| STATED EXERCISE 1 |
Can you return the gdecomp help text below, word for word, from its title line through its final sentence?

··· TEXT SHOWN

Decomposition of outcome differentials after nonlinear models

Syntax

gdecomp groupvar [, options ] : estimation_command

where

groupvar specifies a binary (numeric) variable identifying the two
groups;

estimation_command (see help estcom) should begin with the logit,
logistit, logistit, probit, poisson, or nbreg;

options are
dxweight(high|low) reverse eform level(#) noheader nocoef
dummies(varlist_1 [\ varlist_2 ..])

Description

gdecomp implements a generalized Blinder-Oaxaca decomposition which
applies to categorical and count outcomes (and parallel to this, to
nonlinear regression models). First, estimation_command is estimated in
the two groups of groupvar. Then the observed difference in the dependent
variable of estimation_command between the groups defined by groupvar is
decomposed into three parts: (1) a part due to differences in endowments
(labeled by E), and (2) a part due to differences in marginal effects and
finally (3) a part due to difference in baseline predictions or constants
(labeled by U).  See the Methods and formulas section below.

······
··· DATASET ROWS

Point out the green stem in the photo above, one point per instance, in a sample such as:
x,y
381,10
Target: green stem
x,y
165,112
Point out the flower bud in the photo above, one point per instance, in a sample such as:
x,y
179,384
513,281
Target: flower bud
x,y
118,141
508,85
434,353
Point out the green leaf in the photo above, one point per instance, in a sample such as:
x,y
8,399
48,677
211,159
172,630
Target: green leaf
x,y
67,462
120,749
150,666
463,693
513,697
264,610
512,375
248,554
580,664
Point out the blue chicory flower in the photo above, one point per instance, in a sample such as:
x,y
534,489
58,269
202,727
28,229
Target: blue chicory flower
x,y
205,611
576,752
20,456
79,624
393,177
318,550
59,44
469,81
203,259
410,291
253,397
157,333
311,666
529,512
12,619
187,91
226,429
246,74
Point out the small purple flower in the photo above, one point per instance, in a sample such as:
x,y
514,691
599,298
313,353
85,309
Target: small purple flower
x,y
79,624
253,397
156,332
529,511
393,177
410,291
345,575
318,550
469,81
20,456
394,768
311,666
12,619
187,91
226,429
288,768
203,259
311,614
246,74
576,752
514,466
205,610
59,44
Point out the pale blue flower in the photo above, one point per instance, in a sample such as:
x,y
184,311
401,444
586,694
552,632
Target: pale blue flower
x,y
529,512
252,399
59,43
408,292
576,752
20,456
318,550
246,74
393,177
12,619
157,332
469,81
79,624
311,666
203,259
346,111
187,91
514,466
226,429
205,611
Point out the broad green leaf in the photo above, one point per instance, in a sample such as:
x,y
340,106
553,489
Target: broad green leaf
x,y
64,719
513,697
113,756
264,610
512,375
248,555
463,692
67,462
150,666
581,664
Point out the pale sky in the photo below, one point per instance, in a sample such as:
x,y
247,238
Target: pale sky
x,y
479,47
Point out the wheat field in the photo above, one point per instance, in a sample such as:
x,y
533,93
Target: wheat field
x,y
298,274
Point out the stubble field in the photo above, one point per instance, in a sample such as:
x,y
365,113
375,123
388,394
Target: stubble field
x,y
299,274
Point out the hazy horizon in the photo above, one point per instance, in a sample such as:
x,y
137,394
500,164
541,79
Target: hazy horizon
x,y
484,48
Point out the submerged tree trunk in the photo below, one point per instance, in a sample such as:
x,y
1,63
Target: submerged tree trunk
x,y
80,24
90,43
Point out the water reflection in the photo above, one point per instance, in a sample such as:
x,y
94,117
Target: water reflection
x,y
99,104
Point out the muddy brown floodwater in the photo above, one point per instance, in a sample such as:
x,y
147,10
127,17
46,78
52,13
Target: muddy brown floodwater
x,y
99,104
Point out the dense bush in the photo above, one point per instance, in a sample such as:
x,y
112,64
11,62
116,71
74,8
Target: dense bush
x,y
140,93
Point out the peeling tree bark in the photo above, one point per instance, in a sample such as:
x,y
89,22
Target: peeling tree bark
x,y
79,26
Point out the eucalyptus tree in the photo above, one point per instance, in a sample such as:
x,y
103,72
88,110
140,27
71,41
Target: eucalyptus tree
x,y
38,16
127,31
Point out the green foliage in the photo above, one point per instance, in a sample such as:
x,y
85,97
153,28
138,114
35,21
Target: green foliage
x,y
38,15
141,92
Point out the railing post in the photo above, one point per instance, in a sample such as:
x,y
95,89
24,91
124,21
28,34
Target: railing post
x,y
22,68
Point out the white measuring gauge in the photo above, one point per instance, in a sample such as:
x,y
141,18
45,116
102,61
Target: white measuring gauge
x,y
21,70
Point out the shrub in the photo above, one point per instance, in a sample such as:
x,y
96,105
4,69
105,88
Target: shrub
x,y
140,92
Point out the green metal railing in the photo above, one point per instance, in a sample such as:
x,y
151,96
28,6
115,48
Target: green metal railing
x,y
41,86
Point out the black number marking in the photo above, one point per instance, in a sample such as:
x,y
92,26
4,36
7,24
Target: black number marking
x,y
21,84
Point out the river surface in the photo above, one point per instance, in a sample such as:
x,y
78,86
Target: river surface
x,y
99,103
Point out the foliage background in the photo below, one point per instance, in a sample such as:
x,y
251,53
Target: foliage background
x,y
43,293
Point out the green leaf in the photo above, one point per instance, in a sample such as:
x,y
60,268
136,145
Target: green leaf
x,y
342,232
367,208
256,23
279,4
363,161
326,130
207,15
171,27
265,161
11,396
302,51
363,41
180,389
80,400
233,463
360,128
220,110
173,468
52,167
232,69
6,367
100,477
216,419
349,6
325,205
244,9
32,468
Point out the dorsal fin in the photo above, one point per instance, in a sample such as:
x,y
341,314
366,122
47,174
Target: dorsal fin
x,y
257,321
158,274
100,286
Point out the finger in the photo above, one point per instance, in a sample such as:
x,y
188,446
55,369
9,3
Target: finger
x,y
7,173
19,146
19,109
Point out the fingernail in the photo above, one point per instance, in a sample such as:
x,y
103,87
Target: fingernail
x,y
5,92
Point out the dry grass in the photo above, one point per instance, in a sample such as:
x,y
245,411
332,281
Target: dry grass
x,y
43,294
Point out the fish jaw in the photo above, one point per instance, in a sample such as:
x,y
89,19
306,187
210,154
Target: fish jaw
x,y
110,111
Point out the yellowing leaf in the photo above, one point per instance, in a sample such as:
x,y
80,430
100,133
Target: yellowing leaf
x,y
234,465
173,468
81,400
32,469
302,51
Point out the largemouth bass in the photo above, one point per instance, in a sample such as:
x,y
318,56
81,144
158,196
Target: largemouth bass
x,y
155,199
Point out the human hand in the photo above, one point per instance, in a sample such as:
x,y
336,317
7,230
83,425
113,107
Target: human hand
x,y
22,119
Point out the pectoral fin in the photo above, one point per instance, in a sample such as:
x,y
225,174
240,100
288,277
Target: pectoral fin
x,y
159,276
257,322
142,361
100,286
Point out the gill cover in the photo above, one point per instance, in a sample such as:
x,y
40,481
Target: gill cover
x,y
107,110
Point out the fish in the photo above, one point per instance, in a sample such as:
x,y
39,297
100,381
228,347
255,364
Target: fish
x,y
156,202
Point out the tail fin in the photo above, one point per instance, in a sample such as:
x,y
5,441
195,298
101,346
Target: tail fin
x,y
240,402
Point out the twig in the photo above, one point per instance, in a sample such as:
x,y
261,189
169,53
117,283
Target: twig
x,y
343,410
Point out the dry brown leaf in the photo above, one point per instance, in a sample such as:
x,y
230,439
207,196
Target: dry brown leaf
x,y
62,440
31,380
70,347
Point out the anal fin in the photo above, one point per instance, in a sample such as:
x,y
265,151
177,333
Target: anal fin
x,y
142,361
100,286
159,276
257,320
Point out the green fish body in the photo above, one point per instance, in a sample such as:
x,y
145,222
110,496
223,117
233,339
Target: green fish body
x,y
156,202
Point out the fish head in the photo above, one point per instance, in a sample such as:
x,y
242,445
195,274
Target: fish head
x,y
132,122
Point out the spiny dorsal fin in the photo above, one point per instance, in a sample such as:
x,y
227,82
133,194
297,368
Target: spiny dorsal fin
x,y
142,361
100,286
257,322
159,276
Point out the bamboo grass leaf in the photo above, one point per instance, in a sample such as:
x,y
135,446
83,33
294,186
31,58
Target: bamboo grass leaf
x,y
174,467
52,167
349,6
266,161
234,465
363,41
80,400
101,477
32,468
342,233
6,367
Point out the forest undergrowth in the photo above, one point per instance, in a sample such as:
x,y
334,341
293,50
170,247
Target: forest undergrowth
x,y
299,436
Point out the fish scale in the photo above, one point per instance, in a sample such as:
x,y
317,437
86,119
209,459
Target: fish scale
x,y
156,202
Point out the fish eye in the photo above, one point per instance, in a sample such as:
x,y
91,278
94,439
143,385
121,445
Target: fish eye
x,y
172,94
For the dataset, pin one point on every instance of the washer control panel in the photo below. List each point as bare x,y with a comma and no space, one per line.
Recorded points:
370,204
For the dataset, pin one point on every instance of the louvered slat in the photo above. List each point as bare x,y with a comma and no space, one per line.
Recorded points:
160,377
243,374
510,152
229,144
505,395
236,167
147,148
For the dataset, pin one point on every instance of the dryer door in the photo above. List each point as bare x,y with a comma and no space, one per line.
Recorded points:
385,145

······
··· DATASET ROWS

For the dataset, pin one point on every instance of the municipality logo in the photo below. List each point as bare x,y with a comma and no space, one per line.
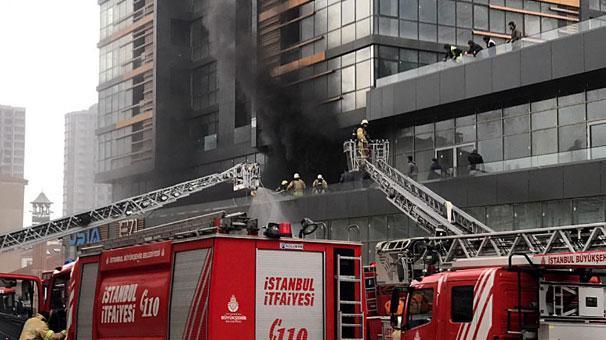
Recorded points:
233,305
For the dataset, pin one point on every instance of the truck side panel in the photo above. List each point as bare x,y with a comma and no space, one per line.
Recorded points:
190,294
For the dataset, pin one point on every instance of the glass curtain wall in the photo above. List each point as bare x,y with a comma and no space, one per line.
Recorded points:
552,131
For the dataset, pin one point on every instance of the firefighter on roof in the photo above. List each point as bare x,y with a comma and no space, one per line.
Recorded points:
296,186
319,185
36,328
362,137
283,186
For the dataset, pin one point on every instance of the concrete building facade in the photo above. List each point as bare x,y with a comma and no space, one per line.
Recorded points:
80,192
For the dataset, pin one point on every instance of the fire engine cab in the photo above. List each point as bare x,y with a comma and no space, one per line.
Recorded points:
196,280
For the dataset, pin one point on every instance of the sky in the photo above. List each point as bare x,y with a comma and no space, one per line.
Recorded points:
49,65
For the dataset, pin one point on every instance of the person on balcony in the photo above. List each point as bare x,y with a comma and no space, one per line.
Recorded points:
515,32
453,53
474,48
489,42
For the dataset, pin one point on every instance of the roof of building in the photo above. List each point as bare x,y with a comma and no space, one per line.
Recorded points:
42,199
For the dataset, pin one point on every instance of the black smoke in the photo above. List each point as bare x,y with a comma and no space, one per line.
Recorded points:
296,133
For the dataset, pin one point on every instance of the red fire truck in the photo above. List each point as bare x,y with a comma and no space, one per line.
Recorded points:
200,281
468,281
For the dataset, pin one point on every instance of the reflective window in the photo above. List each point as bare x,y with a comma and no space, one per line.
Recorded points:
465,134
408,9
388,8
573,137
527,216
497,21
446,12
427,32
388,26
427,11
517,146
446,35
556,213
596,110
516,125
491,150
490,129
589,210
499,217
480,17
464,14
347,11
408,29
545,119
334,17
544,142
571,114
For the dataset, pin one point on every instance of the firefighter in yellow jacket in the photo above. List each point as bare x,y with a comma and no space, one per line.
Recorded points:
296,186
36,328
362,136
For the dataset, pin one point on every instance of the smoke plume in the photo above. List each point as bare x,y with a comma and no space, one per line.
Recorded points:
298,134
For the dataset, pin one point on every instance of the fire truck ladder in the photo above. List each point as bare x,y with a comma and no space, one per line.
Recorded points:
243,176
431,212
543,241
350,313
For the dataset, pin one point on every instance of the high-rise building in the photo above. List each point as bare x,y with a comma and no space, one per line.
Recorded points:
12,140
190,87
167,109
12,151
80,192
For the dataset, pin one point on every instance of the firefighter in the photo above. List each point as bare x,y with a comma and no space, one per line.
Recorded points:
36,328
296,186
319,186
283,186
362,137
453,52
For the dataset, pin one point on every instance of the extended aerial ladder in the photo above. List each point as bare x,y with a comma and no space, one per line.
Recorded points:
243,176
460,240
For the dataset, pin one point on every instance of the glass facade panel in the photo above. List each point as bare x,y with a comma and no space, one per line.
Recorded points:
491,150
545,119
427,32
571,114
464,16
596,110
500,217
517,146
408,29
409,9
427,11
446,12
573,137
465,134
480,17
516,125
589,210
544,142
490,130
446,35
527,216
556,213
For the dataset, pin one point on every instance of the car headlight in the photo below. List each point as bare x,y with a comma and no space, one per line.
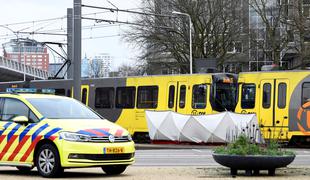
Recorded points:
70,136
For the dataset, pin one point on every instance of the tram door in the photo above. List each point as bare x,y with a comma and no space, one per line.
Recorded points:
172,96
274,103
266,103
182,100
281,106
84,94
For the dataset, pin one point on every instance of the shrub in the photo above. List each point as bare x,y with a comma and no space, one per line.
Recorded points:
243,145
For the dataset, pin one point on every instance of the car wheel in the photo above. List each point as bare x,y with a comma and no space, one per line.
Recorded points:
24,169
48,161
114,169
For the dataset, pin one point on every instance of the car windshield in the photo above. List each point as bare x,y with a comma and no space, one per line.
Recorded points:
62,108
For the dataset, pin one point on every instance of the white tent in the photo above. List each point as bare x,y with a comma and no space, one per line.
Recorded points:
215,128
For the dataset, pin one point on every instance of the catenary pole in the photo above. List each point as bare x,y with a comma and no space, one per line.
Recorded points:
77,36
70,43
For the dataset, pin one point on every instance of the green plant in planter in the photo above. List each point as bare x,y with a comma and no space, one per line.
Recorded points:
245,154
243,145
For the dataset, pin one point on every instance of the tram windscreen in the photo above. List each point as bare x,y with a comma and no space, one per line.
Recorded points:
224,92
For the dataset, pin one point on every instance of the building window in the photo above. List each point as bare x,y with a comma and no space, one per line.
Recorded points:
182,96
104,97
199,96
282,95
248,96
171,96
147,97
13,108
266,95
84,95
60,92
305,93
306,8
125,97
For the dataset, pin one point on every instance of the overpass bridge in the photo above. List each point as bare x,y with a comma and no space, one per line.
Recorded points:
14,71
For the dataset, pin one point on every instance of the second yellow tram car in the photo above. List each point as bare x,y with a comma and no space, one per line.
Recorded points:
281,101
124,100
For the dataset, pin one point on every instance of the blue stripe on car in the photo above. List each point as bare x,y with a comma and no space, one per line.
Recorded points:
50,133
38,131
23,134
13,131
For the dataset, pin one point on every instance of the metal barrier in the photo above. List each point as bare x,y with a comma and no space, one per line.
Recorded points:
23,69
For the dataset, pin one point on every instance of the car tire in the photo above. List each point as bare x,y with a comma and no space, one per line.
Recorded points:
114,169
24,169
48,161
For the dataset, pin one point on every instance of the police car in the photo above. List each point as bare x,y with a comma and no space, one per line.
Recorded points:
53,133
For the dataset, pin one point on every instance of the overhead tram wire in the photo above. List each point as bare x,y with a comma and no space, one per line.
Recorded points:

······

| STATED EXERCISE 2 |
Which lines in the entries above contain the word "building"? List each of those lines in full, treating uppercase and lowercase as different.

| FINAL ANSWER 1 |
Decomposition of outcome differentials after nonlinear models

Syntax

gdecomp groupvar [, options ] : estimation_command

where

groupvar specifies a binary (numeric) variable identifying the two
groups;

estimation_command (see help estcom) should begin with the logit,
logistit, logistit, probit, poisson, or nbreg;

options are
dxweight(high|low) reverse eform level(#) noheader nocoef
dummies(varlist_1 [\ varlist_2 ..])

Description

gdecomp implements a generalized Blinder-Oaxaca decomposition which
applies to categorical and count outcomes (and parallel to this, to
nonlinear regression models). First, estimation_command is estimated in
the two groups of groupvar. Then the observed difference in the dependent
variable of estimation_command between the groups defined by groupvar is
decomposed into three parts: (1) a part due to differences in endowments
(labeled by E), and (2) a part due to differences in marginal effects and
finally (3) a part due to difference in baseline predictions or constants
(labeled by U).  See the Methods and formulas section below.

| FINAL ANSWER 2 |
For the dataset, pin one point on every instance of the concrete building facade in the photo above. List each point as bare x,y with a comma and no space, one per line.
For the dataset, pin one point on every instance of the roof of building in the photo above. List each point as bare x,y with a comma and no space, one per line.
For the dataset, pin one point on every instance of the high-rise building in the photo above. List each point as bare x,y with a comma and no space, one per line.
For the dataset, pin one point on every instance of the building window in the photo above. List each point as bare x,y with a comma and no space, one per line.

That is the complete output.